## Exercise details
Reading the records below, count the lines in which the string "building" appears; write the number only.
>>
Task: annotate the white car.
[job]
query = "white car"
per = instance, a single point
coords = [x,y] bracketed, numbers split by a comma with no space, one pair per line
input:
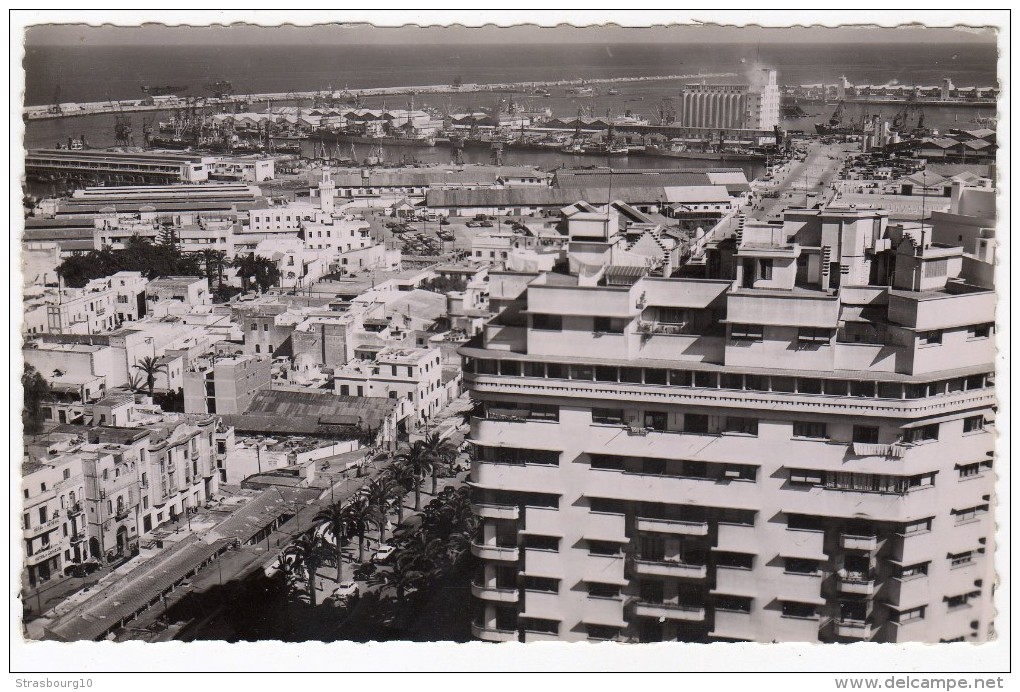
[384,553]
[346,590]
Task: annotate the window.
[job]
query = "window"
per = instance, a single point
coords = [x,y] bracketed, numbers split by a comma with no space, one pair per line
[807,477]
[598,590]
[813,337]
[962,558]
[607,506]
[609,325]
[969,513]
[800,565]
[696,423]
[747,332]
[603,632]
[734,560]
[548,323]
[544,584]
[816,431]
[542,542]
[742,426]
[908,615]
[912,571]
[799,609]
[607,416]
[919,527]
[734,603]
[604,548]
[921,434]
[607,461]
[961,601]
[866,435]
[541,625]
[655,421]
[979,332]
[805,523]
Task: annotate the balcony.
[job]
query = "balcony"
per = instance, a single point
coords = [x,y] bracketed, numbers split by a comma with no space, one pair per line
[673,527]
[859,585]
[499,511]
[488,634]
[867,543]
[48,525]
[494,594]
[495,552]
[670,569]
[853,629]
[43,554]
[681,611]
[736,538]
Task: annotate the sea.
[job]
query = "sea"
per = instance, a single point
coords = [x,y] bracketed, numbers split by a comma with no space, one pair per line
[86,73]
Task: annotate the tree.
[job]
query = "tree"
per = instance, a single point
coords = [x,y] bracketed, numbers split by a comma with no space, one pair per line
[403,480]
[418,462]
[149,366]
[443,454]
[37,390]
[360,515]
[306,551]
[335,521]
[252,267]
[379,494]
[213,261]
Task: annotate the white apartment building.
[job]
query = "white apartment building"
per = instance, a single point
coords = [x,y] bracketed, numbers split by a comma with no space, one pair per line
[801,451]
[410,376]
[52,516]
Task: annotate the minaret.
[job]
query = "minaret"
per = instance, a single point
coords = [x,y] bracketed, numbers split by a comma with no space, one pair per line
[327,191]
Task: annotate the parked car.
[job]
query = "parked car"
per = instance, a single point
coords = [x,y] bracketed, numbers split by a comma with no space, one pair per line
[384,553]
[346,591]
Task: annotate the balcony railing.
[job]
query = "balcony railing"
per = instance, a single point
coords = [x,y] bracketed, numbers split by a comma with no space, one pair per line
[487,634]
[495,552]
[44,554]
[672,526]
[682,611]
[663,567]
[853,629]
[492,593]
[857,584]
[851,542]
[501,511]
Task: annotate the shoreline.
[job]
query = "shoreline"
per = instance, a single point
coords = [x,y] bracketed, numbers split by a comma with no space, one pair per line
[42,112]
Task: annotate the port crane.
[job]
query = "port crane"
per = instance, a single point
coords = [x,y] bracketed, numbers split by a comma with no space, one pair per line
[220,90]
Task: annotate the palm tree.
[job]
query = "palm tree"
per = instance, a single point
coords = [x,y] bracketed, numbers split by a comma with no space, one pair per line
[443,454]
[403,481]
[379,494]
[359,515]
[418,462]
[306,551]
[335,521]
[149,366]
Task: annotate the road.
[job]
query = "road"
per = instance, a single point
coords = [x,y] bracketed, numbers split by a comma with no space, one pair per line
<<
>>
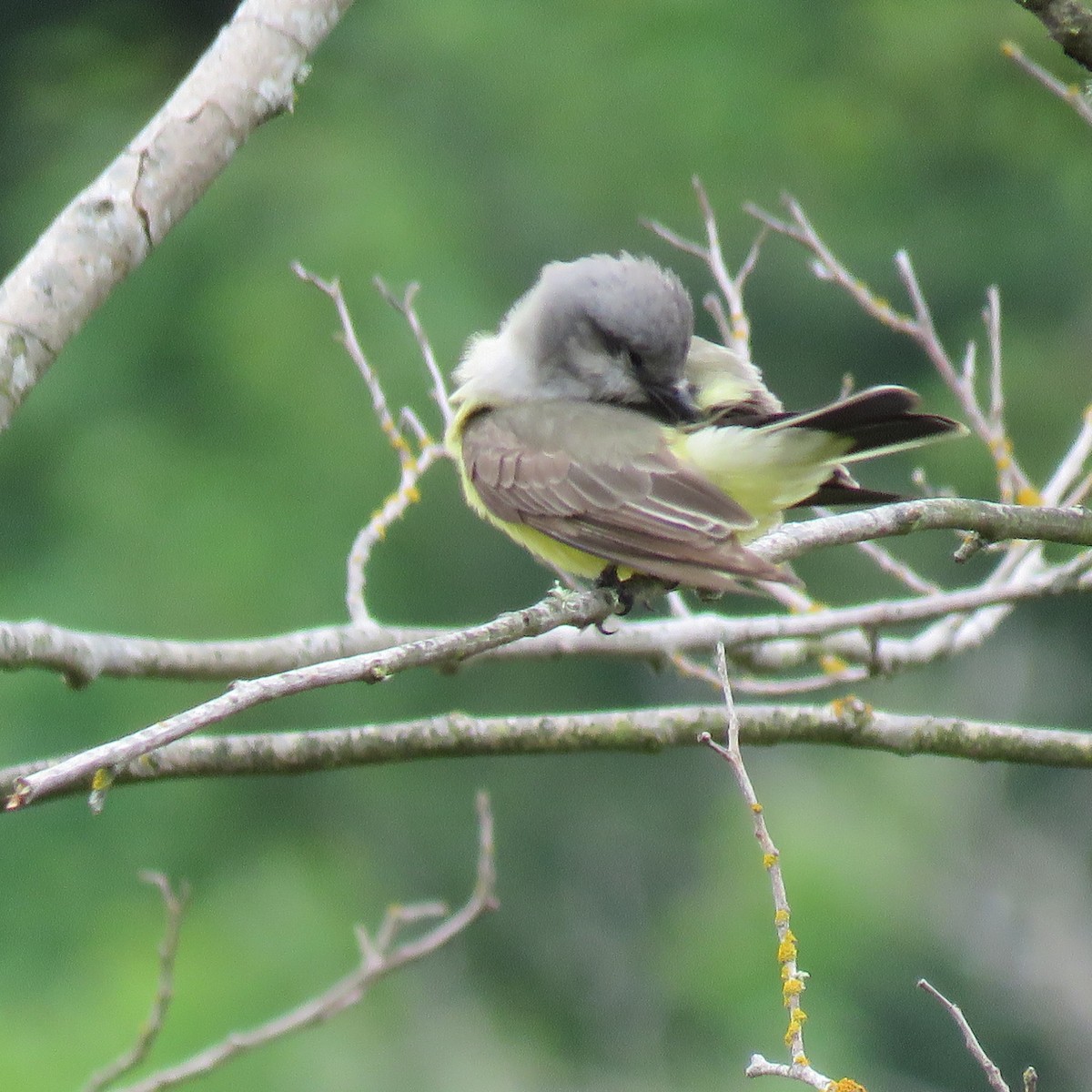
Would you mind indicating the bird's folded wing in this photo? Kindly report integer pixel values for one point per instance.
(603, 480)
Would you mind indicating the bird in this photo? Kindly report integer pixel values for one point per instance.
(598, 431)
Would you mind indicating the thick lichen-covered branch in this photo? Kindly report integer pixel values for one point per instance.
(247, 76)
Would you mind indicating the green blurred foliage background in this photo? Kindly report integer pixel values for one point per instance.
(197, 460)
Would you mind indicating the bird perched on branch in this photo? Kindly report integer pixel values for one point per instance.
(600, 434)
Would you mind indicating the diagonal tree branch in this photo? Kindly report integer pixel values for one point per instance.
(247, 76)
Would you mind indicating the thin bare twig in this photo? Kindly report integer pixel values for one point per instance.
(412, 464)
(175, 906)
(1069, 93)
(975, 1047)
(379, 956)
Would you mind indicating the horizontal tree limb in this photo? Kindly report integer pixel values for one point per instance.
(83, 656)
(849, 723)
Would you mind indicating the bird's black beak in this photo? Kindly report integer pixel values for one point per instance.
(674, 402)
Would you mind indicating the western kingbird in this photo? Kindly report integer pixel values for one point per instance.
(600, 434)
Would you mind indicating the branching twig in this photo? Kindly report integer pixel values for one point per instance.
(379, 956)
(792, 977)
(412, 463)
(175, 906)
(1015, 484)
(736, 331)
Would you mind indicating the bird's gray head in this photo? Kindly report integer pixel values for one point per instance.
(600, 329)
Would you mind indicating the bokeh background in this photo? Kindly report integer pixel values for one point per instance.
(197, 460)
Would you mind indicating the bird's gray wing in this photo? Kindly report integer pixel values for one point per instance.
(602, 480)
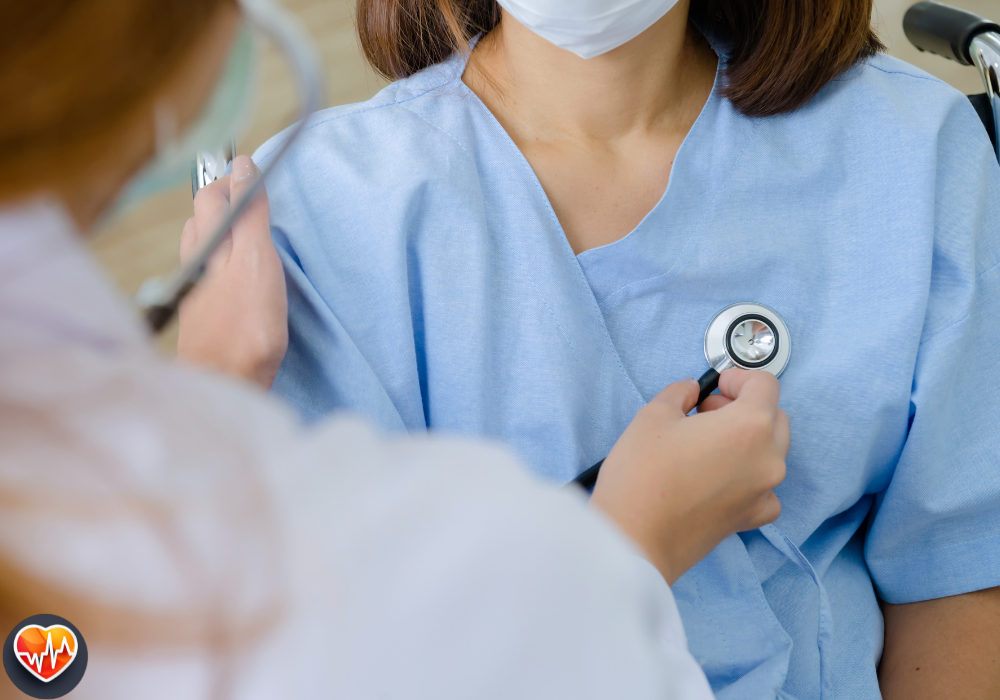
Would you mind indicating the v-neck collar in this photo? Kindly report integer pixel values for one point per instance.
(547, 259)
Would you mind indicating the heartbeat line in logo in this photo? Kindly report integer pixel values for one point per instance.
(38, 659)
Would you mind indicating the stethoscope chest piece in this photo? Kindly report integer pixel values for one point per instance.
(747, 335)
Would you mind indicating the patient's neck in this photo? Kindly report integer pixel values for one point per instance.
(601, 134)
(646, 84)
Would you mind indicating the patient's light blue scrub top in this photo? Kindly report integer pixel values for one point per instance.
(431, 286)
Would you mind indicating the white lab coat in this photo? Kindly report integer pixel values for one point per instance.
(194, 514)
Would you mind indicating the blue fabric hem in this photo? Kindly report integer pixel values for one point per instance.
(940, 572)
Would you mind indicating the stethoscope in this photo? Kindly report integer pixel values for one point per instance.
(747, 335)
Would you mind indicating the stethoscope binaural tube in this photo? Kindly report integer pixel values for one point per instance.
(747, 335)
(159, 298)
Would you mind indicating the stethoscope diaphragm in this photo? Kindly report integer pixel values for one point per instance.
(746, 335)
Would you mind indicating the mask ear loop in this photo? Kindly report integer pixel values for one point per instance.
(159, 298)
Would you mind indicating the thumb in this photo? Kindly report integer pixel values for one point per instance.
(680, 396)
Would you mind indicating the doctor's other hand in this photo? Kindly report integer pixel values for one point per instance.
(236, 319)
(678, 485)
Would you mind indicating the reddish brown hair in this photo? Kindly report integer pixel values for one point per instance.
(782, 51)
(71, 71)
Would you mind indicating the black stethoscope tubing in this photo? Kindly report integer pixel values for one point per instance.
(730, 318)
<<
>>
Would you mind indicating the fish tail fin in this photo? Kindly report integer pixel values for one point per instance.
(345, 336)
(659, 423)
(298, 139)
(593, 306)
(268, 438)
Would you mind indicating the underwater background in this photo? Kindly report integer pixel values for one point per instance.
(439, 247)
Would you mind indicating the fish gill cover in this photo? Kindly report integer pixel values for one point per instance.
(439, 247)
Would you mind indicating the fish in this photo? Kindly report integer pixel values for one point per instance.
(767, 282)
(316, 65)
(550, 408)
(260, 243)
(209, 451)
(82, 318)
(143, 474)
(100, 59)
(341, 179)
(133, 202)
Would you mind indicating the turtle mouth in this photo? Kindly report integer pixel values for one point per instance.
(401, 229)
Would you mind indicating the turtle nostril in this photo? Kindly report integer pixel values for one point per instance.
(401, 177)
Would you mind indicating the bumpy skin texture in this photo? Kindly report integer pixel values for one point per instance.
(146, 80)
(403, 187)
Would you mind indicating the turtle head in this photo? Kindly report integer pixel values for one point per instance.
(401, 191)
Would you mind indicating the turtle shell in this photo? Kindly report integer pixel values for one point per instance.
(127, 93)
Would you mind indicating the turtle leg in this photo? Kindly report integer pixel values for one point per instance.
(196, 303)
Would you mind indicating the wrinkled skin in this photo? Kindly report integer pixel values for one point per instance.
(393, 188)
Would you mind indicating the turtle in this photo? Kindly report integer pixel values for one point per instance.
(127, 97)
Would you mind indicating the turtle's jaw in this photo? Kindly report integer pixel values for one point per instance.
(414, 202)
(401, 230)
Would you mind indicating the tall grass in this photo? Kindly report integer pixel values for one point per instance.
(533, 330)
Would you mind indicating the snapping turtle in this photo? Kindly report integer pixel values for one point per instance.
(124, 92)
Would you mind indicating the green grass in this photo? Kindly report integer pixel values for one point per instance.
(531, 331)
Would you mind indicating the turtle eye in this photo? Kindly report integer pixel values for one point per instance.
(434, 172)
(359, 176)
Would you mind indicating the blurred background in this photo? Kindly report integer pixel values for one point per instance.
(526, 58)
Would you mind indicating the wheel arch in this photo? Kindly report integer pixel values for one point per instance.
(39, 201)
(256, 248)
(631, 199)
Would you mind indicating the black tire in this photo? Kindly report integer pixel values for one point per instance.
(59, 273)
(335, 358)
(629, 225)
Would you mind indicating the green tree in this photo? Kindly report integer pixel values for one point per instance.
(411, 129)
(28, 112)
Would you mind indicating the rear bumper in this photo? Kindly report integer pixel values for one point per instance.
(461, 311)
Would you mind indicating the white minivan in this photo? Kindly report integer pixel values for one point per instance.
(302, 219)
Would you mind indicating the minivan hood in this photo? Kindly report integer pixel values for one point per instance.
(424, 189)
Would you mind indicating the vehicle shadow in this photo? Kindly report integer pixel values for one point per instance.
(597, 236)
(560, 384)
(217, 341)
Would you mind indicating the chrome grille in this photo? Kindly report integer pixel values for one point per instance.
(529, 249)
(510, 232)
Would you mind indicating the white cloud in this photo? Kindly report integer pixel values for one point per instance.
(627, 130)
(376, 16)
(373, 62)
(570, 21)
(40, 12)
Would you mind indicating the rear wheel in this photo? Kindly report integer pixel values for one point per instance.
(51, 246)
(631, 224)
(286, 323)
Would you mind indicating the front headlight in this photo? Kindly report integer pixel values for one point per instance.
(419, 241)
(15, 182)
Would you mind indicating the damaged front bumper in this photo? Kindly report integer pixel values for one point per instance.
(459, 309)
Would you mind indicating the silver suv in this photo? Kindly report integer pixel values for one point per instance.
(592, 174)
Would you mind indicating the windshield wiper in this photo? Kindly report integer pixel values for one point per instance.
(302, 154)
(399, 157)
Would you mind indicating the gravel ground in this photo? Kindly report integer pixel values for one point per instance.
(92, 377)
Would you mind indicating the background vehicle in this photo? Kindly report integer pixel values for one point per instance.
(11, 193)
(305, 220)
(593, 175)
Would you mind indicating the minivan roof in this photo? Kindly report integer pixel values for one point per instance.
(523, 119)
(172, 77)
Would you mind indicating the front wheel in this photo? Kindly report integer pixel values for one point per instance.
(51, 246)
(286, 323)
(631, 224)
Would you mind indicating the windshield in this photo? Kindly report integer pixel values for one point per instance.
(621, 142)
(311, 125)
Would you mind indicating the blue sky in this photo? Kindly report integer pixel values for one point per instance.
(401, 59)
<<
## Expected answer
2